A Sermon for All Saints Day 2014

Today we celebrate All Saints Day. It was actually yesterday, but it’s one of those holidays on our church calendar that’s important enough to move around if it doesn’t fall on a Sunday so that we can all celebrate it together. The old name for this feast was “All Hallows’ Day,” and you can’t have missed that it was All Hallows’ Eve on Friday, a name that we kind of mush up into the word “Halloween,” which when I was a kid still had an apostrophe between the two Es to remind us about the V that we were leaving out.

Anyway, the whole rigmarole – All Saints’ Day, All Souls’ Day (which actually is today) and Halloween are all, ultimately, about remembering the saints.

How many of you know any saints personally?

When I was growing up, I was pretty sure I did. I had this idea that my grandmother was a saint. My grandmother was an extraordinarily kind woman; amazingly generous, and she always went to church. But she also lived in a wonderful house in the woods where everyone was always welcome. And she had a closet that always smelled like the apples she stored there in the winter. And she always brought an apple cake made from those apples when she visited, because she knew it was my favorite.

But she was tough too, and she stood up to bullies and told the truth even when it was hard to do.

But my grandmother (Thelma was her name, and, believe it or not, my other grandmother’s name was Louise) – would have protested greatly if I or anyone else had ever called her a saint. She would have said that she was not in the grave yet, and anyway she was just trying her best, and that she had her faults just the same as anybody.

You see, my grandmother believed, as many people do, that saints are perfect people, and that you don’t get to be a saint until after you die.

But my grandmother was wrong about that on both counts.

Because, you see, a saint is anybody who loves God. In the Bible, when St. Paul talks about “the saints,” he is talking about the church – his friends and family who are members of the community. Before the word “Christian” was invented, we called ourselves “the saints.”

Over the years, for some reason we’ve tried to change the meaning of “the saints,” and indeed the meaning of “the reign of God” that Jesus says is so near to us, so that now we think of the saints as dead, and the reign of God as a far away place we’ll go when we die if we’ve been good.

But the truth is that the saints, the people who love God, are all around you right this very minute, and because of that, the reign of God is just as close to you. The saints who have died are with us too, and we will call on them by name to come rejoice with us later on in the service. Because, you see, we want to remind ourselves of what the whole family of God looks like, and to think too about everyone who will become part of the family of God in the future.

* Source material *
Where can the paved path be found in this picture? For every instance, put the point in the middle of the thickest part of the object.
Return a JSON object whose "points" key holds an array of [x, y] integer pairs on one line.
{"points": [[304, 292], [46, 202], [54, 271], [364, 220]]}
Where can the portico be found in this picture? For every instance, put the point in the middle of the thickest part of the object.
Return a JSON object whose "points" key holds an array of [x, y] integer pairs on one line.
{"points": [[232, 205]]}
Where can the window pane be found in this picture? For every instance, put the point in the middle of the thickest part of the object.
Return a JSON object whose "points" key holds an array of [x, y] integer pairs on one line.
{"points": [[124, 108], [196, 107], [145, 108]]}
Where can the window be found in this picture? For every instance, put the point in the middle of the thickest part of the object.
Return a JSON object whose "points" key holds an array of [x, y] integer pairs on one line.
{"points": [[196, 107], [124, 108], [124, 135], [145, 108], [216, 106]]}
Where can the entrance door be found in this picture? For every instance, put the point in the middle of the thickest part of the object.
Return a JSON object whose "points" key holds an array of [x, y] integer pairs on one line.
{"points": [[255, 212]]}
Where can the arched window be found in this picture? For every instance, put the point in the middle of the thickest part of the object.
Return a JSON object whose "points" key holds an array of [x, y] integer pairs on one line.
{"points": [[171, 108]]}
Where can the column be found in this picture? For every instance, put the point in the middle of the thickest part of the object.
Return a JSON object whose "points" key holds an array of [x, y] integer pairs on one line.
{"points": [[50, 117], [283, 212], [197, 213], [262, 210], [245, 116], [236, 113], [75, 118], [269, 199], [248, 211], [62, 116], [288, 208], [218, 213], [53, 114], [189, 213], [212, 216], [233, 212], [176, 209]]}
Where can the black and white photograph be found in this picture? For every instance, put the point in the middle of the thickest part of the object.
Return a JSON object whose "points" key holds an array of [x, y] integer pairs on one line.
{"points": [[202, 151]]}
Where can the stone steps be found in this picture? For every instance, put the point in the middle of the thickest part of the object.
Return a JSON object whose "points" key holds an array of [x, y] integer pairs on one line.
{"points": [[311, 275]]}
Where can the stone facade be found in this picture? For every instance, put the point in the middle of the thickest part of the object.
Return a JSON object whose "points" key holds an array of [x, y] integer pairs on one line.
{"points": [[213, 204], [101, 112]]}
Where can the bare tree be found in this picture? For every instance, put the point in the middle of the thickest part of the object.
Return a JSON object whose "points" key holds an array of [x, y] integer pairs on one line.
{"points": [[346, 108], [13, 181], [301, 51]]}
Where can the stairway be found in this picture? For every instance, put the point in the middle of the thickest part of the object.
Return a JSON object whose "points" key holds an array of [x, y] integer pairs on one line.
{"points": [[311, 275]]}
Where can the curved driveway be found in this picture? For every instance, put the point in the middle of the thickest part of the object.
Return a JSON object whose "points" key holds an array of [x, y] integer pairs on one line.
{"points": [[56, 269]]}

* Given exercise 1 *
Answer these questions about the All Saints Day sermon, one line each, marked as the questions are:
(a) What was the old name for the feast of All Saints Day?
(b) What did the grandmother store in her closet in the winter?
(c) Before the word "Christian" was invented, what did the members of the community call themselves?
* Given exercise 2 *
Pick out every line in the rows that contains the word "stone", treating uppercase and lowercase as different.

* Final result 1 *
(a) All Hallows' Day
(b) Apples
(c) "The saints"

* Final result 2 *
Where can the stone steps be found in this picture? For every instance, put the point in the middle of the thickest part of the object.
Where can the stone facade be found in this picture? For every instance, put the point in the middle of the thickest part of the object.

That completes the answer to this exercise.